Tasks for this exercise -
1. Print the prescriptive analytics passage word for word, from "Prescriptive analytics intends" up to and including "and recommendation engines.".
2. List every technique the prescriptive analytics passage says prescriptive analytics relies on.
3. Answer these from the prescriptive analytics passage:
(a) Which groups traditionally used optimization techniques?
(b) What does prescriptive analytics aim to drive?
(c) What is often a key first step in solving business problems and driving smarter decisions?

Extract provided -
------------

Prescriptive analytics intends to calculate the best way to achieve or influence the outcome — it aims to drive action. When combined with predictive analytics, prescriptive analytics naturally draws on and extends predictive insights, addressing the questions of: What should be done? or, What can we do to make a given outcome happen?
Prescriptive analytics includes both rule-based approaches (incorporating known knowledge in a structured manner) and optimization techniques (traditionally used by operations research groups) that look for optimal outcomes within constraints to generate executable plans of action. Prescriptive analytics relies on techniques, such as graph analysis, simulation, complex-event processing and recommendation engines.
Combining predictive and prescriptive capabilities is often a key first step in solving business problems and driving smarter decisions. Understanding the potential use cases for different types of analytics is critical to identifying the roles and competencies, infrastructure and technologies that your organization will need to be truly data-driven, especially as the four core types of analytics converge with artificial intelligence (AI) augmentation. (Also see “What is advanced analytics?”)

------------

Data records -

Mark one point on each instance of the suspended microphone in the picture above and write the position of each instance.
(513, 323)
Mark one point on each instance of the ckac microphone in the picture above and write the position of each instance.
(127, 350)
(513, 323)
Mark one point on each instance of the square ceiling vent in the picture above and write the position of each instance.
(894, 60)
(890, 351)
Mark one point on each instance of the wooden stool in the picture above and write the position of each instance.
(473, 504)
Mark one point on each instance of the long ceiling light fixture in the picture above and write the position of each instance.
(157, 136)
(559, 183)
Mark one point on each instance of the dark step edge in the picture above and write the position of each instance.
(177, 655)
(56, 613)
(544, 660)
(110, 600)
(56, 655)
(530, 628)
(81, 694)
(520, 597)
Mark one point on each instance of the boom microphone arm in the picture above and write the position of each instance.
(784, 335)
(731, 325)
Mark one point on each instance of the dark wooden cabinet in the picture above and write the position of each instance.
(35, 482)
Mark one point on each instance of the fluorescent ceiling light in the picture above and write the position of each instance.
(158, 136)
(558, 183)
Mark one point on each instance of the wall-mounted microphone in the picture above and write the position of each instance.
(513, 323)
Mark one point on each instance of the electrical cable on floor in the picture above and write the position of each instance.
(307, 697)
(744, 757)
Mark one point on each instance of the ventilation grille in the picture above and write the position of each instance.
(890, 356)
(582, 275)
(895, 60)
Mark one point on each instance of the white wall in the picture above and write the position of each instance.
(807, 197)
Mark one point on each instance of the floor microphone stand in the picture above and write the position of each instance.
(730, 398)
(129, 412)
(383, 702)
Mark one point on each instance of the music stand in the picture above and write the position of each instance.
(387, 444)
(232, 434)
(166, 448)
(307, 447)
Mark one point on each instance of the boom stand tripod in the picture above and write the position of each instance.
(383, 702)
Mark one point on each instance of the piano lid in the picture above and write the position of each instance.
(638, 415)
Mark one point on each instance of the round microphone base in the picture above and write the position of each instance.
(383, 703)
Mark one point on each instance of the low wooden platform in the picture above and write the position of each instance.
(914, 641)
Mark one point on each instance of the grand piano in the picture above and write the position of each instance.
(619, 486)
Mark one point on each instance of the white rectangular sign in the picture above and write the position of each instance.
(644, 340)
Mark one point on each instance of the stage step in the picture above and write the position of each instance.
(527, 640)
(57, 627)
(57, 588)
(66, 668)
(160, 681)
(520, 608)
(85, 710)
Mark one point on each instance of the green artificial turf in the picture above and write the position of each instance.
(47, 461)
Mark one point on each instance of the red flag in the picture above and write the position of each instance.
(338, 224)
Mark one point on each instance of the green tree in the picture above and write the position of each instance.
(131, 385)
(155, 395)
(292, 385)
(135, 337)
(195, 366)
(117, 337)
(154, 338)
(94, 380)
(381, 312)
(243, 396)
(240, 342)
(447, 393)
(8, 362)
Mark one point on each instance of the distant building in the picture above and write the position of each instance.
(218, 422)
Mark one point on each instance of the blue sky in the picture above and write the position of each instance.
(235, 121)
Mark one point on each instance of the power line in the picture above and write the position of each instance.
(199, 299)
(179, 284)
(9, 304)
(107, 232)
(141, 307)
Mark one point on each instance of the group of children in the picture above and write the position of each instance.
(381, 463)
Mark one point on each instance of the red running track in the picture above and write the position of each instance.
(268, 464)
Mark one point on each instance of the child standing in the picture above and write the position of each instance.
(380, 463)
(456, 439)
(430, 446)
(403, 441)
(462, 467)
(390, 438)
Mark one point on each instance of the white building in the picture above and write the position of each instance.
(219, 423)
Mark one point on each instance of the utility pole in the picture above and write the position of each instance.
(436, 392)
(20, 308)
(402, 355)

------------

Set of answers -
1.
Prescriptive analytics intends to calculate the best way to achieve or influence the outcome — it aims to drive action. When combined with predictive analytics, prescriptive analytics naturally draws on and extends predictive insights, addressing the questions of: What should be done? or, What can we do to make a given outcome happen?
Prescriptive analytics includes both rule-based approaches (incorporating known knowledge in a structured manner) and optimization techniques (traditionally used by operations research groups) that look for optimal outcomes within constraints to generate executable plans of action. Prescriptive analytics relies on techniques, such as graph analysis, simulation, complex-event processing and recommendation engines.

2.
- Graph analysis
- Simulation
- Complex-event processing
- Recommendation engines

3.
(a) Operations research groups.
(b) Action.
(c) Combining predictive and prescriptive capabilities.